##### SUPPLIED ENTRIES
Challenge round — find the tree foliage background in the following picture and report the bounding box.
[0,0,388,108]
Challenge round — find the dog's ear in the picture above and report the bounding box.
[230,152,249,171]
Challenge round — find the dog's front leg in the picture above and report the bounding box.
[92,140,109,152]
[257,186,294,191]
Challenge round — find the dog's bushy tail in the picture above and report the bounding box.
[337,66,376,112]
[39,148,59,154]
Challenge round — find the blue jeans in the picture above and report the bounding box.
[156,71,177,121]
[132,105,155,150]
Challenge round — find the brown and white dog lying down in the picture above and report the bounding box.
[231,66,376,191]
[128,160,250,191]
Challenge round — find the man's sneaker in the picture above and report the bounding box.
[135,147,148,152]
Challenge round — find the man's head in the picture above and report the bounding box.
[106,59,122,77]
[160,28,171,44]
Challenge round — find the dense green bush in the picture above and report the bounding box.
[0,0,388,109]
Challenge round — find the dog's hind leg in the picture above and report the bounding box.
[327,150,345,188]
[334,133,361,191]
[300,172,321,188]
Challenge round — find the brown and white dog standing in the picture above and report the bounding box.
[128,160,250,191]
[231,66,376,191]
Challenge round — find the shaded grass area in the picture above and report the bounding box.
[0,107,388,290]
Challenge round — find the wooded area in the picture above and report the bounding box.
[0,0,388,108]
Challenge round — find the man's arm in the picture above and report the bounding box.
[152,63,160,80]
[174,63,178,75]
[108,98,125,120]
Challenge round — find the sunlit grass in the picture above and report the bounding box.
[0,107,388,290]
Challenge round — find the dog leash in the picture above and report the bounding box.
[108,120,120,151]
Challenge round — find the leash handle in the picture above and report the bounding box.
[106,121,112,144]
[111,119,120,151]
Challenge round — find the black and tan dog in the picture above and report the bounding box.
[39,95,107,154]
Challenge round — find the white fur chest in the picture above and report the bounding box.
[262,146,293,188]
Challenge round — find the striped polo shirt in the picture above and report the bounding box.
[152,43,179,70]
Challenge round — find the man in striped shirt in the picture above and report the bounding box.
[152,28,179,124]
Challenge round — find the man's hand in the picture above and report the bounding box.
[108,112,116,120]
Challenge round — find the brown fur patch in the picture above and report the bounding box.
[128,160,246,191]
##########
| REQUIREMENTS |
Return every entry verbatim.

| REPLY |
Challenge round — find the tree foliage background in the following picture and report the bounding box.
[0,0,388,108]
Challenge round — find the dog's ear in the picture above and report the bounding box.
[230,152,249,171]
Challenge round — find the dog's front leg in the picture above and report the bounding box.
[92,140,109,152]
[257,186,294,191]
Challenge round — find the dog's bushy tail in the picture above and report the bounding box.
[337,66,376,112]
[39,148,59,154]
Challenge round — find the blue jeans in the picture above and report the bounding box.
[156,71,177,121]
[132,105,155,150]
Challenge round — find the brown and white dog lying down in the picture above and report the bounding box.
[231,66,376,191]
[128,160,250,191]
Challenge round — find the man's sneaker in the picture above and report the bounding box.
[135,147,148,152]
Challenge round — find the man's head in the picture above and report the bounding box.
[106,59,122,77]
[160,28,171,44]
Challenge round — find the dense green bush in the picture above and report the bounding box.
[0,0,388,109]
Challenge round — find the dog's hind leg in the picture above and report the bounding box.
[327,150,345,188]
[334,133,361,191]
[300,172,321,188]
Challenge round — find the brown and white dog standing in the picture above and report the bounding box.
[128,160,250,191]
[231,66,376,191]
Challenge round — find the shaded grass area in the picture above and report the bounding box.
[0,107,388,290]
Challenge round — find the wooded area in the picture above and report the bounding box.
[0,0,388,108]
Challenge round — find the man's arm in the picture above and report the bounding box.
[152,63,160,80]
[174,63,178,75]
[108,98,125,120]
Challenge round — find the sunlit grass in the picture above and report the bounding box.
[0,107,388,290]
Challenge round — find the dog leash in the picture above and report the bounding box.
[108,120,120,151]
Challenge round — find the leash handle in the picture above and report the bounding box.
[106,121,112,144]
[111,119,120,151]
Challenge round — find the black and tan dog in the picture above and report the bounding box.
[39,95,107,154]
Challenge round — find the white fur chest in the picture above and report the bounding box.
[262,146,293,188]
Challenge round — find the striped polo shirt in the picture above and report the bounding box.
[152,43,179,70]
Challenge round — find the man in striped shirt in the picture above and report the bounding box.
[152,28,179,124]
Challenge round — find the man's hand in the picture above and report the bounding box.
[108,112,116,120]
Challenge round — find the brown fur patch in the picture above and report the bounding box.
[128,160,246,191]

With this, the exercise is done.